[ЗАДАНИЕ]: Верните все приведённые ниже строки без изменений, опустив изображения.

━━━━━ ИСХОДНЫЕ ДАННЫЕ

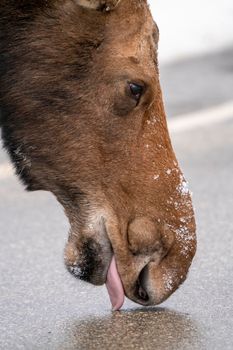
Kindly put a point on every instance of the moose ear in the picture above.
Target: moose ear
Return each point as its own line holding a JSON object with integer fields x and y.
{"x": 104, "y": 5}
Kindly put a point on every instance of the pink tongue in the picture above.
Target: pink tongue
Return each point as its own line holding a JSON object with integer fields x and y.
{"x": 114, "y": 286}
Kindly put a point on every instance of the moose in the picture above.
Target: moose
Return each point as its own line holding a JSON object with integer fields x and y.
{"x": 82, "y": 116}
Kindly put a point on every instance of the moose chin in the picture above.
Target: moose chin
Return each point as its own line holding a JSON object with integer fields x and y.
{"x": 82, "y": 116}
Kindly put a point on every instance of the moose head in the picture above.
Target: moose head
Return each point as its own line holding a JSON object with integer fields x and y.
{"x": 82, "y": 116}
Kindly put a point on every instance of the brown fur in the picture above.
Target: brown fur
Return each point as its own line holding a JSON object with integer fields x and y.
{"x": 71, "y": 127}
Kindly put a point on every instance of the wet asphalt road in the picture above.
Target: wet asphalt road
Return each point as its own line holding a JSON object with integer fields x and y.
{"x": 42, "y": 307}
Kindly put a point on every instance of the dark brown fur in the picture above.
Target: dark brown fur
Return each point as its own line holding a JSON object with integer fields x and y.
{"x": 71, "y": 127}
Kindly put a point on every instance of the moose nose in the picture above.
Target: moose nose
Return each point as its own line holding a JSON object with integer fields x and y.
{"x": 144, "y": 236}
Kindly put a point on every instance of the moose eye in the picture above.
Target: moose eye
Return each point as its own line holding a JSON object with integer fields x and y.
{"x": 136, "y": 91}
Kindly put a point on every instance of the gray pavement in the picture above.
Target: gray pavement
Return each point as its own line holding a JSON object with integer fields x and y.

━━━━━━━━━━

[ОБРАЗЕЦ РЕШЕНИЯ]:
Kindly put a point on every instance of the moose ear in the picture above.
Target: moose ear
Return each point as its own line holding a JSON object with integer fields x and y.
{"x": 104, "y": 5}
Kindly put a point on every instance of the pink tongue in the picture above.
Target: pink tongue
Return each point as its own line holding a JSON object with integer fields x and y.
{"x": 114, "y": 286}
Kindly put a point on every instance of the moose in the picture above.
Target: moose
Return each point as its own line holding a JSON object with integer fields x and y.
{"x": 82, "y": 116}
Kindly put a point on every instance of the moose chin in the picture above.
Target: moose chin
Return each point as its own line holding a JSON object with integer fields x and y.
{"x": 82, "y": 116}
Kindly put a point on every instance of the moose head in the picture above.
Target: moose head
Return each point as its own line holding a JSON object with integer fields x and y.
{"x": 82, "y": 116}
Kindly put a point on every instance of the brown fur in the picture above.
Target: brown fur
Return each point as its own line holding a JSON object with integer fields x and y.
{"x": 71, "y": 127}
Kindly put a point on every instance of the wet asphalt road in the picture above.
Target: wet asphalt road
Return each point as its own line holding a JSON object with integer fields x and y.
{"x": 42, "y": 307}
Kindly put a point on every instance of the dark brown fur in the picture above.
Target: dark brown fur
Return each point as its own line holding a JSON object with integer fields x and y.
{"x": 71, "y": 127}
Kindly put a point on every instance of the moose nose in the picture above.
Target: moose nose
Return each point as its own line holding a JSON object with integer fields x and y.
{"x": 144, "y": 236}
Kindly put a point on every instance of the moose eye in the picture above.
Target: moose eye
Return each point as its own line holding a JSON object with integer fields x and y.
{"x": 136, "y": 91}
Kindly put a point on every instance of the gray pavement in the picture above.
Target: gray pavement
Return each point as its own line holding a JSON object with integer fields x and y.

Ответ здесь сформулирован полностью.